* Source text *

☆ ☆ ☆ ☆ ☆ ☆ ☆

Helen Money / Will Thomas – Thieves [Thrill Jockey/Bandcamp]
As Helen Money, Alison Chesley has never been a conventional cellist, preferring to play through guitar pedals and amps even on her solo work, as well as playing with the likes of Earth, Neurosis, Russian Circles – and I do believe she used to call herself a “doom cellist”. Her last album Trace – her third on Thrill Jockey – drew away from the looped metal riffs which on the previous two had been augmented with drums from Neurosis’ James Roeder, instead complementing riffs with drones and melodies accompanied with piano and synthesizers, including electronics from soundtrack composer & producer Will Thomas. Now we have a whole duo album from Helen Money & Will Thomas, even more sumptuous and experimental than the last. On “Thieves” shimmering loops of cello harmonics are accompanied by stop-start industrial techno beats and thrums of distorted cello. It’s cinematic stuff, the work of two excellent musicians working on the same wavelength.

Lawrence English & Lea Bertucci – Geology Of Fire [American Dreams/Bandcamp]
The quite incredible first collaboration between sound-artist/composers Lawrence English & Lea Bertucci, Chthonic, came out on American Dreams in August this year. This is the sound of tectonic plates moving against each other, of mountains slowly rising. Across these 5 tracks, Bertucci’s many instruments (cello, viola, flute, lap steel guitar) blend with field recordings and electronics from English, sumptuously mixed in cavernous ultra-widescreen. This is very different from the tape manipulations and acoustic instruments of Bertucci’s two duo releases last year. Differently brilliant.

Koenraad Ecker – Copper Mountain [Koenraad Ecker Bandcamp]
Belgian cellist and sound-artist Koenraad Ecker is known to me equally for his mutated club music with duos Lumisokea and Stray Dogs (both of which strayed into beatless sound design frequently), and for his electro-acoustic works involving cello and myriad sound sources. Ecker has recently uploaded a stash of unreleased music to his Bandcamp, encompassing stereo mixes of installation works, high-definition field recordings, found-sound constructions, and more. Copper Mountain is a rich and wondrous electro-acoustic stew of differently pitched (and re-pitched, stretched, bent) chimes (including a “very drunk carillon”), field recordings, and one one track, the haunted voice of fellow cellist and vocal experimentalist Audrey Chen. It’s beautiful and surprising. I do recommend checking RACING MUSIC for the contrast to this track: two short, sharp electronic tracks made, but not used, for a car racing game – perhaps the level of distortion along with hammering kicks was too much for the game designers.

☆ ☆ ☆ ☆ ☆ ☆ ☆

* Provided information *

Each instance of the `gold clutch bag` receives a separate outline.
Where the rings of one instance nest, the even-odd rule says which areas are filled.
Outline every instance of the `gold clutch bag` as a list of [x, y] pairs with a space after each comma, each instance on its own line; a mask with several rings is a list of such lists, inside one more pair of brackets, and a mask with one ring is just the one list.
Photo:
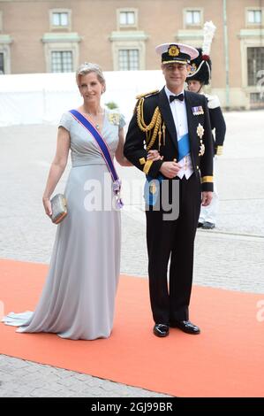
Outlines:
[[67, 215], [67, 201], [63, 194], [57, 194], [50, 200], [51, 204], [51, 221], [59, 224]]

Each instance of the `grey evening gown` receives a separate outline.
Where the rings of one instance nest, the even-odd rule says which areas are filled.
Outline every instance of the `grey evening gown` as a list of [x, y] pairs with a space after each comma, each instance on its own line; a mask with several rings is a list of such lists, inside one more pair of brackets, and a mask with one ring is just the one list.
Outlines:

☆ ☆ ☆ ☆ ☆ ☆ ☆

* Work instructions *
1. In the music reviews, does each statement agree with the text? Answer yes or no for each, quoting the deciding words. (a) Trace was Helen Money's third album on Thrill Jockey. (b) The first collaboration between Lawrence English and Lea Bertucci came out on American Dreams in August. (c) Koenraad Ecker is a Dutch cellist.
2. According to the music reviews, why does the reviewer recommend checking RACING MUSIC after Copper Mountain?

* Numbered answers *
1.
(a) Yes: "Her last album Trace – her third on Thrill Jockey"
(b) Yes: "The quite incredible first collaboration between sound-artist/composers Lawrence English & Lea Bertucci, Chthonic, came out on American Dreams in August this year"
(c) No: "Belgian cellist and sound-artist Koenraad Ecker"

2. The reviewer recommends it for the contrast with Copper Mountain. RACING MUSIC is two short, sharp electronic tracks made, but not used, for a car racing game. Copper Mountain is an electro-acoustic stew of chimes and field recordings.